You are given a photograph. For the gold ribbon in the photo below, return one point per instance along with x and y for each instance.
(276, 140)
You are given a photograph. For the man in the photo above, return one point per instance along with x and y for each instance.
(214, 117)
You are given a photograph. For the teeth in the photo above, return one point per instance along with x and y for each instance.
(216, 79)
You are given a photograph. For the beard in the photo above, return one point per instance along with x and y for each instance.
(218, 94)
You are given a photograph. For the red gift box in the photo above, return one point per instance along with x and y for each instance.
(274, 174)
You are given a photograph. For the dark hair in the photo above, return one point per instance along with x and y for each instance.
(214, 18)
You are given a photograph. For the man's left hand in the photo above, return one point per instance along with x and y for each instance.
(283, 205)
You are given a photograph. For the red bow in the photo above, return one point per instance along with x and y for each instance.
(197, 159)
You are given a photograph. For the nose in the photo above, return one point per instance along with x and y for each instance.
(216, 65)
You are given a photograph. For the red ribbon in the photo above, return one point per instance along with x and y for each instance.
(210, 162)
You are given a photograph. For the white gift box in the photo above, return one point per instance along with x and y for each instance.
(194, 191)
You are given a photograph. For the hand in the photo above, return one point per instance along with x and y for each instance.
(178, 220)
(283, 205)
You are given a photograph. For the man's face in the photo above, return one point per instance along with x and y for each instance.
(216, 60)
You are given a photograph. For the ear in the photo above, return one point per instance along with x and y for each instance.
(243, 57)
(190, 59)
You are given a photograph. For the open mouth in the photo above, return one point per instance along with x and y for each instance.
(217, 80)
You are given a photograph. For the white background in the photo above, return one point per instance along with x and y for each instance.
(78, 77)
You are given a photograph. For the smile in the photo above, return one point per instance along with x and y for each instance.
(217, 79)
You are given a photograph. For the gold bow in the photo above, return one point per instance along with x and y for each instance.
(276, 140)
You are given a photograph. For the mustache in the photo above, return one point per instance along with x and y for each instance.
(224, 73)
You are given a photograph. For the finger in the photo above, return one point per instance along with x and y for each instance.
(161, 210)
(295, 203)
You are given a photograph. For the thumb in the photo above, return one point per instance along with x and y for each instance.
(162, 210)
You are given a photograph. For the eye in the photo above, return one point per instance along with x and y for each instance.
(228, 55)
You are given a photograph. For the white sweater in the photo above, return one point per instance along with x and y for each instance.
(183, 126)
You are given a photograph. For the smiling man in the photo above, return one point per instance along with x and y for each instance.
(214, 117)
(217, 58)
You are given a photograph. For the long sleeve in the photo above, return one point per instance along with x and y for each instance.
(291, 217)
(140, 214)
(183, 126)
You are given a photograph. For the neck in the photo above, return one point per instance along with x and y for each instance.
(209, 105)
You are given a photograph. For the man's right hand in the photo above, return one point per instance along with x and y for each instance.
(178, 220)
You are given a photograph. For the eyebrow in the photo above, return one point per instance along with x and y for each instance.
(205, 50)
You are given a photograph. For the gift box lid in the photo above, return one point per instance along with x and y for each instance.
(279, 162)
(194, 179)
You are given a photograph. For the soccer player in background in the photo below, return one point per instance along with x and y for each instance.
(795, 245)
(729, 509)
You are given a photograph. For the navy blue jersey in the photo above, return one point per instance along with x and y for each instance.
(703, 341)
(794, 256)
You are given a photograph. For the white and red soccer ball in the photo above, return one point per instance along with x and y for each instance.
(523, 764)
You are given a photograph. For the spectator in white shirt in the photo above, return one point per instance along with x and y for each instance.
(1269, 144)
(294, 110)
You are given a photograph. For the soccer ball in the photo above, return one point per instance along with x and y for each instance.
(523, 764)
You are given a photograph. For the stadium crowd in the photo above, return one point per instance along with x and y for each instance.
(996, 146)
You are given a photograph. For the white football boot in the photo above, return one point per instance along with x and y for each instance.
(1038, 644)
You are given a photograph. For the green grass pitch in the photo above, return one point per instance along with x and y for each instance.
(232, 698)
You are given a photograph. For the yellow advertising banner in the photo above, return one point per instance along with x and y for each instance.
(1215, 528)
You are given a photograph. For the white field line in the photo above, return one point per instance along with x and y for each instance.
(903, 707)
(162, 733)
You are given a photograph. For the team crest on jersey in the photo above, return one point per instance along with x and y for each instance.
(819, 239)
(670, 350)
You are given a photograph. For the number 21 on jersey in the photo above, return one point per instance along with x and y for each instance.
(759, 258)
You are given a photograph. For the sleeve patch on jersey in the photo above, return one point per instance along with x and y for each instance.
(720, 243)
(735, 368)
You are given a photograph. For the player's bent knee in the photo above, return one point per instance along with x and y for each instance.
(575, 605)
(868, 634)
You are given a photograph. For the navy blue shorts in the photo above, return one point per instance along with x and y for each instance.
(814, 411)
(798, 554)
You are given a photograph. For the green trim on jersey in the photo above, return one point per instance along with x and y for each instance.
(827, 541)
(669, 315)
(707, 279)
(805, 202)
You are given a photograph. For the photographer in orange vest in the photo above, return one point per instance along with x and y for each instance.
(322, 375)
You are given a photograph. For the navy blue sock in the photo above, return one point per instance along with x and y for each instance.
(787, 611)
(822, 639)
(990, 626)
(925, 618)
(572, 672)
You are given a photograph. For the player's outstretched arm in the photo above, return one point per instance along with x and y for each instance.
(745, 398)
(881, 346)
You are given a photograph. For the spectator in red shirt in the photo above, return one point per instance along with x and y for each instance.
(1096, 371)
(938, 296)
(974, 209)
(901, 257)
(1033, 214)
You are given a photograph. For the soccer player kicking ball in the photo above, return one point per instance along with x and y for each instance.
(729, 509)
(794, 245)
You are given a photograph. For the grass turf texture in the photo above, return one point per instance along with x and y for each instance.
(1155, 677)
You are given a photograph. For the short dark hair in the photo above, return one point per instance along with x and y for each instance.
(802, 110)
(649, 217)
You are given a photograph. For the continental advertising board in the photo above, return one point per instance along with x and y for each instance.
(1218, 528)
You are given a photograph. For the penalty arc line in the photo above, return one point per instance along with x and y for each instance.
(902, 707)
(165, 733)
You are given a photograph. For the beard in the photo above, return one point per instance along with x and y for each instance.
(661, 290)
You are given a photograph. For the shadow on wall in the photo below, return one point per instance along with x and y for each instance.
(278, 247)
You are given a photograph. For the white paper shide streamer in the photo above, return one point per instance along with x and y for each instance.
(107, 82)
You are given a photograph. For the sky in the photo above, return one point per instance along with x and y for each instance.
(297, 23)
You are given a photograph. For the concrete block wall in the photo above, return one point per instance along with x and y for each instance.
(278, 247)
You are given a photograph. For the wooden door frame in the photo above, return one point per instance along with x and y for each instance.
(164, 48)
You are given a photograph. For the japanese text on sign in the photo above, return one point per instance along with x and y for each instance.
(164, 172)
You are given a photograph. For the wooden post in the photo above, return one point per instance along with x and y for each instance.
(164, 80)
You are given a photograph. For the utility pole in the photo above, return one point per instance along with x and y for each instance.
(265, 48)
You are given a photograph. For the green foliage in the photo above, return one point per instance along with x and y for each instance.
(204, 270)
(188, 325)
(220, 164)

- **Directions for this task**
Could you repeat all of the material above exactly?

- **Exercise response**
You are given a photograph. For the gold ribbon in the photo below, return one point per instance along with x and y for each instance.
(276, 140)
You are given a photograph. For the man in the photo above, return one point per instance along with x and y for each instance.
(214, 117)
You are given a photograph. For the teeth in the photo above, return one point per instance along with x and y for each instance.
(216, 79)
You are given a photograph. For the beard in the photo above, return one point per instance along with x and y for each instance.
(218, 94)
You are given a photograph. For the red gift box in the photo above, return one point per instance along with x and y for each instance.
(274, 174)
You are given a photograph. For the dark hair in the photo above, return one point per instance along with x and y for each instance.
(214, 18)
You are given a photograph. For the man's left hand in the photo above, return one point per instance along with x and y for each instance.
(283, 205)
You are given a photograph. For the red bow in the photo above, return one point per instance along with x and y for each instance.
(197, 159)
You are given a photograph. For the nose in the photo above, return one point per instance along with x and y for each instance.
(216, 65)
You are given a photograph. For the red ribbon in the photo above, return one point per instance along with x and y for each instance.
(210, 162)
You are given a photograph. For the white gift box in the photo above, return one point per instance along with x and y for each instance.
(194, 191)
You are given a photograph. For the hand in the photo above, return one point per instance along with x and y for each instance.
(178, 220)
(283, 205)
You are given a photograph. For the man's face in the photo above, return one point per instance along with x and y for each instance.
(216, 60)
You are given a photograph. For the ear in the photo above, return one point per instance along with x and y for each instance.
(243, 57)
(190, 59)
You are given a photograph. For the open mouth in the photo above, return one point per instance along with x and y for each instance.
(217, 80)
You are given a photograph. For the white background in the photo above, return one point per instance along with x and y for each instance.
(78, 77)
You are given a photograph. For the smile in the photo above, return one point per instance along with x and y for each instance.
(217, 79)
You are given a photograph. For the gold bow in the photo above, return one point per instance along with x and y for each instance.
(276, 140)
You are given a photograph. For the mustache in the photo above, return one point per instance along with x and y for each instance.
(224, 73)
You are given a photograph. For the finger in the photo above, return one point per instance along with x and y for each instance.
(161, 210)
(295, 203)
You are given a photograph. For the thumb in the photo above, return one point per instance along with x and y for each instance.
(162, 210)
You are given a photograph. For the eye in the photo above, return one point per instance along with x and y for each instance.
(228, 55)
You are given a photograph. For the white sweater in the photo above, return one point per instance along with x and y for each instance.
(183, 126)
You are given a photograph. For the smiling man in the photo above, return one point per instance along with x and y for each instance.
(214, 117)
(217, 58)
You are given a photograph. For the long sleeve in the photo above, return one point per instance along with x and y for each instance.
(291, 217)
(140, 214)
(183, 126)
You are given a photograph. For the neck in the photo above, return one point per instance along with x and y for each instance.
(209, 105)
You are given a photograph. For the man's right hand in the photo above, return one point per instance along with x and y for each instance.
(178, 220)
You are given a photograph. For the eyebrow in the photo above, return one point per instance along with x and y for each instance.
(205, 50)
You are given a photograph. For the gift box lid in the photo above, return one point per instance along with x and y for each instance.
(279, 162)
(194, 179)
You are given a photograph. For the soccer player in background in the photo below, return one point per instance along with x and y for each instance.
(795, 245)
(729, 509)
You are given a photograph. For the navy blue jersey in the photo above, return one point per instance along with x and y for each instance.
(703, 341)
(794, 256)
You are given a photograph. For the white and red soccer ball in the photo above, return one point per instance along with x and y for each instance.
(523, 764)
You are given a photograph. For the spectator in white shirt in the photo above, return one point per instance along with x and y for each instance.
(1269, 144)
(294, 110)
You are given a photograph. For the soccer ball in the photo above, return one point per instance along with x and y for each instance.
(523, 764)
You are given a photograph. For the stadium crowd in the photo above, return one point per instance along with x and y for each instance.
(996, 146)
You are given a photograph. For the white football boot in the photo above, return one point per instance along with x and y for each instance.
(1038, 644)
You are given a photograph. For the green grass pitch in the photo above, return one point per instance along with x and y for each instance.
(232, 698)
You are given a photograph. For the yellow advertising banner in the photo above, return one point per instance along with x and y for each instance.
(1215, 528)
You are given a photograph. For the white field line in the photo above, return one point per instance along with x and y for each instance.
(903, 707)
(162, 733)
You are given a photograph. For the team crest on jersey in the photo above, return one point per instance along with x and y for each instance.
(819, 239)
(670, 350)
You are given a photograph. For the number 21 on jersey in the photo above, return one point per instance along with x and y for each instance.
(759, 258)
You are given a photograph. For the sleeve patch on jersey in the photo above, return one point per instance along with x and y for each instance.
(720, 243)
(735, 368)
You are given a photograph. For the player's bent knee in the photo above, return one point per instance along with x and y for each instance.
(575, 605)
(868, 634)
You are given a photograph. For the navy blue shorts in the photo above, return one point per instance along with x and y for each instance.
(814, 411)
(798, 554)
You are given a photograph. For the green trim on jersey in the photo above, return one point per instance along with x and y for each instance.
(827, 541)
(669, 315)
(707, 279)
(805, 202)
You are given a photograph. For the photographer in orange vest in the photo above, return one point per instance along with x and y for each instance.
(322, 375)
You are given a photograph. For the navy blue sock in the photo above, return one point per instance along with x and y for each instance.
(787, 611)
(822, 639)
(990, 626)
(925, 618)
(572, 672)
You are given a photograph. For the player's outstretched arm in the photo above, return one point per instance along with x and y for each instance.
(745, 398)
(881, 346)
You are given a photograph. For the spectator in red shirt in the photo above, return one point per instance along with x and y for each instance.
(1096, 371)
(938, 296)
(974, 209)
(901, 257)
(1033, 214)
You are given a photograph. For the soccer player kicking ball in the photo above, return one point per instance along with x and y for each instance.
(729, 509)
(794, 245)
You are given a photograph. For the grass turf texture in the photo above, return one point per instance along with x and y for each instance.
(1155, 677)
You are given a photograph. For the short dark hair in the photo above, return one point per instance along with x and y for each instance.
(802, 110)
(649, 217)
You are given a photograph. For the continental advertising board in the photo above, return one point per instance along with x and y for each instance.
(1218, 528)
You are given a photograph. For the penalty arc line in the photo above, return one point per instance along with x and y for each instance.
(902, 707)
(165, 733)
You are given a photograph. For the beard in the photo above, return one point per instance along with x and y for each instance.
(661, 290)
You are given a photograph. For the shadow on wall in the photo below, return one point per instance along with x and y for each instance.
(278, 247)
You are given a photograph. For the white paper shide streamer in the photo above, return one point per instance along with x and y for each instance.
(107, 82)
You are given a photograph. For the sky in the photo above, return one point per instance along with x and y for each instance.
(297, 23)
You are given a photograph. For the concrete block wall in the photo above, return one point per instance along with x and y for each instance.
(278, 247)
You are given a photograph. For the wooden door frame in the photo above, return one point per instance along with x and y for each instance.
(164, 48)
You are given a photograph. For the japanese text on sign in the photo above, return one point per instance along with x and y for each instance.
(164, 172)
You are given a photograph. For the wooden post in the photo above, return one point per instance along with x and y for each instance.
(164, 80)
You are given a photograph. For the utility pole in the photo above, return one point per instance along with x and y for each instance.
(265, 48)
You are given a photograph. For the green foliage in the photo above, return one point per instance along with x and y for each instance.
(204, 270)
(188, 325)
(220, 164)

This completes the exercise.